# [ACTIVITY]
Please print each record below exactly as it is written.

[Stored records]
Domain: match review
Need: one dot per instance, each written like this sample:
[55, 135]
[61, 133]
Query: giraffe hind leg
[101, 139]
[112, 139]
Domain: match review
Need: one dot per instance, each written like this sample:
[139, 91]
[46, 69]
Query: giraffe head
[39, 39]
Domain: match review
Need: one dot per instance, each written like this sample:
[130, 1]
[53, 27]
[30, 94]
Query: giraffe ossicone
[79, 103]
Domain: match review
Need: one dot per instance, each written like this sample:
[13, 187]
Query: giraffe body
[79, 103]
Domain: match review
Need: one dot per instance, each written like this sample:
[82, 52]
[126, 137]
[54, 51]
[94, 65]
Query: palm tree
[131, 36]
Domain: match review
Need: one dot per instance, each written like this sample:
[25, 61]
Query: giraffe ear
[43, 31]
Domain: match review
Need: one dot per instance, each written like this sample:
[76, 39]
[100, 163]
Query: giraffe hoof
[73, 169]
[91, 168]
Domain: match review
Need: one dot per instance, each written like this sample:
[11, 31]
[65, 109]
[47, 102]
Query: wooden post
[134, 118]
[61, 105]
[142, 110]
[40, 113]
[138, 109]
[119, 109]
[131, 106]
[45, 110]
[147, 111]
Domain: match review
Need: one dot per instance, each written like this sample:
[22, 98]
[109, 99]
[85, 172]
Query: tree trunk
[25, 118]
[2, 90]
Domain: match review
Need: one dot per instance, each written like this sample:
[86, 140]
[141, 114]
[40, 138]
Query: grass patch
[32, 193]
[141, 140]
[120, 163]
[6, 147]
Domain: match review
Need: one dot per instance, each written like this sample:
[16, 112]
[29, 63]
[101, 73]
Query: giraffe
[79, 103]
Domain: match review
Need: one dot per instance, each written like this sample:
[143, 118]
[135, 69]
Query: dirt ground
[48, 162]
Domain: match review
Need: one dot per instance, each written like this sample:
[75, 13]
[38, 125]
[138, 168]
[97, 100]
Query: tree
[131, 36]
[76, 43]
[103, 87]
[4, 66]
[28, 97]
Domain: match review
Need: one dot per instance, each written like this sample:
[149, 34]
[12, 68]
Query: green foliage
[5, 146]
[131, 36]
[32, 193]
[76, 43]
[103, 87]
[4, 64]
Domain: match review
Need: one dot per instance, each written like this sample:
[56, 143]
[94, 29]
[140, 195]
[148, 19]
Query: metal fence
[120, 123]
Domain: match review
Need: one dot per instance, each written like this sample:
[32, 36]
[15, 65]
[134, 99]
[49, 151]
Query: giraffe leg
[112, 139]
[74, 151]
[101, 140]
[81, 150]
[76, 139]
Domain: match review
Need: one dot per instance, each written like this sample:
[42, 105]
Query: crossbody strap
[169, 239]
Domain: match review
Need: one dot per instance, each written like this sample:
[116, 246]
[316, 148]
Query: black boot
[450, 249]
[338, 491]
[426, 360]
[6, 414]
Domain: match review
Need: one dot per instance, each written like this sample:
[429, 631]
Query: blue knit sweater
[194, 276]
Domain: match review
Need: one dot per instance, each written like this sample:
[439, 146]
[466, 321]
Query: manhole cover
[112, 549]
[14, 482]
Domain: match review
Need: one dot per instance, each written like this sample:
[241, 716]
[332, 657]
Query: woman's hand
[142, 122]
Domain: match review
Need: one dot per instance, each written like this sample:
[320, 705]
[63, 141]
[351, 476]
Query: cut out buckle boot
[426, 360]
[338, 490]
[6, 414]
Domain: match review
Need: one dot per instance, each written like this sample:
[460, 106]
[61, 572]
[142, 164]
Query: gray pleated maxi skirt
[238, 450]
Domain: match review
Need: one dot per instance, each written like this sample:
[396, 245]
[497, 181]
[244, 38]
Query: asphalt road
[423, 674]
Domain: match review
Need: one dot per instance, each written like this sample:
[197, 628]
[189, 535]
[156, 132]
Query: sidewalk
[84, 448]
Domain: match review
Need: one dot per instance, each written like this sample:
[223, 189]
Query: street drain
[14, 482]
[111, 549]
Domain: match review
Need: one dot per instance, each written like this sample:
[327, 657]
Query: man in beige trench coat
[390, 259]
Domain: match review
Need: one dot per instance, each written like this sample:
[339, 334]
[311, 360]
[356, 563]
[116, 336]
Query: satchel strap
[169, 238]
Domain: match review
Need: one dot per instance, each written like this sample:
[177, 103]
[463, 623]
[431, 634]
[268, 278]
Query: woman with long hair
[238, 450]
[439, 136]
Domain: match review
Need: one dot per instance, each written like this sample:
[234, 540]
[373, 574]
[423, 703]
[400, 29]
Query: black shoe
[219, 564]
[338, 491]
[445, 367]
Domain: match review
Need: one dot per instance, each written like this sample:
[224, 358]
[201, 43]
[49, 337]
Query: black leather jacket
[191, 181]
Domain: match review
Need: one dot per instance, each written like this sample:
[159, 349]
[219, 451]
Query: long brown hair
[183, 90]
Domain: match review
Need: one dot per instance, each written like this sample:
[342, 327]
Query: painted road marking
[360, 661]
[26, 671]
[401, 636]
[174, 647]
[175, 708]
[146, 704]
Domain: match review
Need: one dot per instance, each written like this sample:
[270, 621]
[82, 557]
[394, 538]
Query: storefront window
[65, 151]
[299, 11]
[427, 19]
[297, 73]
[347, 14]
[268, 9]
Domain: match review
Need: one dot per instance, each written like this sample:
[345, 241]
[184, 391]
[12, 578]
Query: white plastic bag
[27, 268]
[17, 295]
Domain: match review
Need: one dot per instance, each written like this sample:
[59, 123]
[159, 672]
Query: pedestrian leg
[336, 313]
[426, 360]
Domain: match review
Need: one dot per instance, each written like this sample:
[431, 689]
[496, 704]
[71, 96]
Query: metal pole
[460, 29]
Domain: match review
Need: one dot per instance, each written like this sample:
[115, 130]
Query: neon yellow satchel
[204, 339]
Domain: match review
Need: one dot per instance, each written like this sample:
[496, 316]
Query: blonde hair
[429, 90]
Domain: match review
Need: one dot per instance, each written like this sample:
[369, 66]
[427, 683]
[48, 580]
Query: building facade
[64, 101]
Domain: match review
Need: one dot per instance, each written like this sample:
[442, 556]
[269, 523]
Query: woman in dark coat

# [WRITTEN SOLUTION]
Domain: match review
Need: one dot per instance, each written like this sample:
[55, 135]
[61, 133]
Query: giraffe hind leg
[101, 139]
[112, 139]
Domain: match review
Need: one dot per instance, each written like this sample:
[139, 91]
[46, 69]
Query: giraffe head
[39, 39]
Domain: match review
Need: one dot per instance, each written like this sample:
[130, 1]
[53, 27]
[30, 94]
Query: giraffe ossicone
[79, 103]
Domain: match review
Need: one dot per instance, each written like this sample:
[13, 187]
Query: giraffe body
[79, 103]
Domain: match review
Need: one dot per instance, each written like this sample:
[82, 52]
[126, 137]
[54, 51]
[94, 65]
Query: palm tree
[131, 36]
Domain: match review
Need: one dot per instance, each written like this sample:
[25, 61]
Query: giraffe ear
[43, 31]
Domain: match review
Need: one dot per instance, each written like this sample:
[76, 39]
[100, 163]
Query: giraffe hoof
[73, 169]
[91, 168]
Domain: match review
Need: one dot per instance, each written like this sample:
[11, 31]
[65, 109]
[47, 102]
Query: wooden post
[134, 118]
[61, 105]
[142, 110]
[40, 113]
[138, 109]
[119, 109]
[131, 106]
[45, 110]
[147, 111]
Domain: match review
Need: one dot per instance, each written like this sample:
[22, 98]
[109, 99]
[85, 172]
Query: tree trunk
[25, 118]
[2, 90]
Domain: match review
Need: one dot per instance, each written like this sample:
[86, 140]
[141, 114]
[40, 138]
Query: grass patch
[32, 193]
[141, 140]
[120, 163]
[6, 147]
Domain: match review
Need: one dot per instance, each written like this sample:
[16, 112]
[29, 63]
[101, 73]
Query: giraffe
[79, 103]
Domain: match review
Need: one dot per instance, each written like this sample:
[143, 118]
[135, 69]
Query: dirt ground
[48, 162]
Domain: match review
Need: one dot per instance, each written like this sample:
[75, 13]
[38, 125]
[138, 168]
[97, 100]
Query: tree
[131, 36]
[76, 43]
[103, 87]
[4, 66]
[28, 97]
Domain: match review
Need: one dot per instance, each written like this sample:
[149, 34]
[12, 68]
Query: green foliage
[5, 146]
[131, 36]
[32, 193]
[76, 43]
[103, 87]
[4, 64]
Domain: match review
Need: one dot per instance, each written like this sample:
[56, 143]
[94, 29]
[140, 195]
[148, 19]
Query: metal fence
[120, 123]
Domain: match review
Need: one dot per instance, each written like this sample:
[32, 36]
[15, 65]
[134, 99]
[49, 151]
Query: giraffe leg
[112, 139]
[74, 151]
[101, 140]
[81, 150]
[76, 139]
Domain: match review
Need: one dot per instance, each written like this sample:
[42, 105]
Query: crossbody strap
[169, 239]
Domain: match review
Need: one dot per instance, each written like this sample:
[116, 246]
[316, 148]
Query: black boot
[450, 249]
[338, 491]
[426, 360]
[6, 414]
Domain: match review
Need: one dot per instance, each written like this sample:
[429, 631]
Query: blue knit sweater
[194, 276]
Domain: match review
Need: one dot per instance, each written like this sample:
[439, 146]
[466, 321]
Query: manhole cover
[112, 549]
[14, 482]
Domain: match review
Need: one dot per instance, each written like this sample:
[241, 716]
[332, 657]
Query: woman's hand
[142, 122]
Domain: match review
Need: one dot per instance, each written like this sample:
[320, 705]
[63, 141]
[351, 476]
Query: cut out buckle boot
[426, 360]
[338, 490]
[6, 414]
Domain: match review
Need: one dot per instance, each written like this sample:
[460, 106]
[61, 572]
[142, 164]
Query: gray pleated maxi skirt
[238, 450]
Domain: match review
Need: one dot per instance, each written like this sample:
[396, 245]
[497, 181]
[244, 38]
Query: asphalt road
[423, 674]
Domain: match review
Need: one dot per instance, each written like this sample:
[197, 628]
[189, 535]
[156, 132]
Query: sidewalk
[84, 448]
Domain: match review
Need: one dot per instance, each written like this sample:
[223, 189]
Query: street drain
[14, 482]
[111, 549]
Domain: match review
Need: one dot per instance, each written like this sample:
[327, 657]
Query: man in beige trench coat
[390, 259]
Domain: match review
Need: one dot per instance, each written like this sample:
[339, 334]
[311, 360]
[356, 563]
[116, 336]
Query: satchel strap
[169, 238]
Domain: match review
Need: one dot per instance, each written like this sample:
[177, 103]
[463, 623]
[431, 634]
[268, 278]
Query: woman with long hair
[238, 450]
[439, 136]
Domain: match review
Need: one dot per instance, each written like this sample:
[234, 540]
[373, 574]
[423, 703]
[400, 29]
Query: black shoe
[219, 564]
[338, 491]
[445, 367]
Domain: match review
Need: one dot per instance, each written like this sample:
[224, 358]
[201, 43]
[49, 337]
Query: black leather jacket
[191, 181]
Domain: match review
Need: one dot per instance, each written like this sample:
[159, 349]
[219, 451]
Query: long brown hair
[183, 90]
Domain: match review
Need: one dot per instance, each written like this sample:
[342, 327]
Query: painted road marking
[360, 661]
[26, 671]
[401, 636]
[174, 647]
[175, 708]
[146, 704]
Domain: match review
Need: one dot per instance, each written like this sample:
[270, 621]
[82, 557]
[394, 538]
Query: storefront window
[65, 151]
[299, 11]
[427, 19]
[297, 73]
[347, 14]
[268, 9]
Domain: match review
Need: one dot per instance, each written like this sample:
[345, 241]
[184, 391]
[12, 578]
Query: white plastic bag
[27, 268]
[17, 295]
Domain: match review
Need: one dot per instance, each written like this sample:
[59, 123]
[159, 672]
Query: pedestrian leg
[336, 313]
[426, 360]
Domain: match review
Need: one dot per instance, each written like this sample:
[431, 689]
[496, 704]
[71, 96]
Query: metal pole
[460, 29]
Domain: match review
Need: one dot per instance, each written like this sample:
[115, 130]
Query: neon yellow satchel
[204, 339]
Domain: match review
Need: one dot per instance, each written like this sample:
[496, 316]
Query: blonde hair
[429, 90]
Domain: match review
Need: one dot per instance, each written like this sample:
[369, 66]
[427, 683]
[48, 580]
Query: building facade
[64, 101]
Domain: match review
Need: one dot per instance, each written like this sample:
[442, 556]
[269, 523]
Query: woman in dark coat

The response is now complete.